Exercise requirements:
Copy every line of the material below without changing a word.
=== Material for the task ===
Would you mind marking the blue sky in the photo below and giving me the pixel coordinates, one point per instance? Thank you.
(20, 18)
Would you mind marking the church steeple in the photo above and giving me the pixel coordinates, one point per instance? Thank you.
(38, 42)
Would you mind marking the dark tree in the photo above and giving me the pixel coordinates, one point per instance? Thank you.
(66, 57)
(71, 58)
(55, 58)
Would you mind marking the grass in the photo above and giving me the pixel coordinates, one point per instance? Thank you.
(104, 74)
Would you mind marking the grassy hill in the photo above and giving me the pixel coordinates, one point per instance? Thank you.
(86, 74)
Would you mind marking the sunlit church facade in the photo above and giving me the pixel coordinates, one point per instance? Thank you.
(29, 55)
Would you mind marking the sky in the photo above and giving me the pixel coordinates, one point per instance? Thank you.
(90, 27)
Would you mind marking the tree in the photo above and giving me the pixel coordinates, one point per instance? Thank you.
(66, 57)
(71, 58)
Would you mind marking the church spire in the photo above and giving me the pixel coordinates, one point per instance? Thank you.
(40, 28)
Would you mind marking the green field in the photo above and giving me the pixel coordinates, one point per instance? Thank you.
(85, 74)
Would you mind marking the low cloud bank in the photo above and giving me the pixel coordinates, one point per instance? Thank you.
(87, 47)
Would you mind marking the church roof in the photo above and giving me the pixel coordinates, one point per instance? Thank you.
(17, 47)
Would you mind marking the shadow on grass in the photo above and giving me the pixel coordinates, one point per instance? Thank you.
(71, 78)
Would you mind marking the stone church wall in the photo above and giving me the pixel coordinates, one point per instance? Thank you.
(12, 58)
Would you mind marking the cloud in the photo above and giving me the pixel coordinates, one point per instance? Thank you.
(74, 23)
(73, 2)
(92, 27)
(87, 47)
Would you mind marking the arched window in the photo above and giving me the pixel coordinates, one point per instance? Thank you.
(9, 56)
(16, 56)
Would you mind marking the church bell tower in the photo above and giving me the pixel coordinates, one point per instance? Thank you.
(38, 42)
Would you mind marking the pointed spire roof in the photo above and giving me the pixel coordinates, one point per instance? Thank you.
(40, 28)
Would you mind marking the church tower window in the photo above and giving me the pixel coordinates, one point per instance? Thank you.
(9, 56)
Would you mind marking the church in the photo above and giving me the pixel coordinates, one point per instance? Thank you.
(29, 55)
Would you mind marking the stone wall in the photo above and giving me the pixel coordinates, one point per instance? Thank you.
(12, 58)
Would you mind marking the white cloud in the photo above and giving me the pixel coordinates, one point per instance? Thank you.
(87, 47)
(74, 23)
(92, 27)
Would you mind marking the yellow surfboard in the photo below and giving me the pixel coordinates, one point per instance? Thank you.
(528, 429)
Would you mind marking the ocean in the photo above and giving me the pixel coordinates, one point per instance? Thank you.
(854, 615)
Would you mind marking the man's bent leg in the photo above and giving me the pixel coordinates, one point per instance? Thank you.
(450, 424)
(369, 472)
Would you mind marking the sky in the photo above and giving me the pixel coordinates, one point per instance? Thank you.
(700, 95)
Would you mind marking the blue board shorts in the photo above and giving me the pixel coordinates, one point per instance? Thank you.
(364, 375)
===
Exercise answer:
Would you mind marking the blue sky in the photo below and giving me the pixel coordinates, one point per instance? Thank you.
(20, 18)
Would you mind marking the church steeple in the photo above and giving me the pixel coordinates, one point per instance? Thank you.
(38, 42)
Would you mind marking the dark tree in the photo above and giving me the pixel coordinates, one point per instance? Thank you.
(66, 57)
(71, 58)
(55, 58)
Would you mind marking the grass in the photo above and giving me the pixel coordinates, one point per instance? Thank you.
(104, 74)
Would you mind marking the grassy hill in the photo above and giving me the pixel coordinates, one point per instance? Thank you.
(86, 74)
Would you mind marking the sunlit church facade in the photo above and giving me the pixel coordinates, one point per instance? Thank you.
(29, 55)
Would you mind marking the sky in the photo above and giving me the pixel coordinates, one point per instance? Thank you.
(90, 27)
Would you mind marking the tree in the photo above and giving me the pixel coordinates, one point per instance? Thank you.
(66, 57)
(71, 58)
Would you mind marking the church spire in the photo above and giving me the pixel coordinates, one point per instance? Thank you.
(40, 28)
Would you mind marking the green field in the photo above and giving me the pixel coordinates, one point per instance? Thank you.
(85, 74)
Would you mind marking the low cloud bank in the photo above and giving me the pixel coordinates, one point per instance? Thank you.
(87, 47)
Would you mind marking the church roof in the photo above and giving me the pixel coordinates, one point per instance? Thank you.
(17, 47)
Would you mind marking the shadow on grass in the photo above and giving me the pixel coordinates, one point per instance? Thank you.
(71, 78)
Would you mind marking the stone church wall in the photo above and giving me the pixel coordinates, one point per instance? Thank you.
(12, 58)
Would you mind marking the cloud in the photo above and giving me the pixel coordinates, one point per instance? Thank you.
(74, 23)
(73, 2)
(92, 27)
(87, 47)
Would you mind marking the arched window in the photo above and giving me the pixel coordinates, one point per instance? Thank you.
(9, 56)
(16, 56)
Would you mind marking the church bell tower in the photo above and giving me the pixel coordinates, one point per instance? Thank you.
(38, 42)
Would you mind marking the pointed spire roof in the photo above and giving me the pixel coordinates, one point per instance? Thank you.
(40, 28)
Would you mind marking the church tower window in the photo above and giving me the pixel coordinates, one point per instance? Thank you.
(9, 56)
Would you mind marking the church in the photo above and giving me the pixel coordinates, one point per instance? Thank you.
(29, 55)
Would you mind marking the stone wall in the photo above and giving me the pixel coordinates, one point per instance? Thank you.
(12, 58)
Would you mind marking the white cloud in the photo above and giving me the pixel coordinates, one point per instance? Thank you.
(87, 47)
(74, 23)
(92, 27)
Would you mind marking the yellow surfboard in the photo below and giving me the pixel coordinates, one point per instance? Thank you.
(528, 429)
Would you mind marking the ocean in the photo above and giving me the pixel coordinates, one point per instance? Thank you.
(854, 615)
Would you mind marking the man's bent leg in the photo above and giving me the pixel coordinates, one point per instance? Thank you.
(450, 424)
(369, 472)
Would you mind marking the sky in the photo above and giving me the pixel coordinates, one point per instance? Thank you.
(700, 95)
Would you mind marking the blue board shorts in the photo above and giving me the pixel coordinates, one point per instance? Thank you.
(364, 375)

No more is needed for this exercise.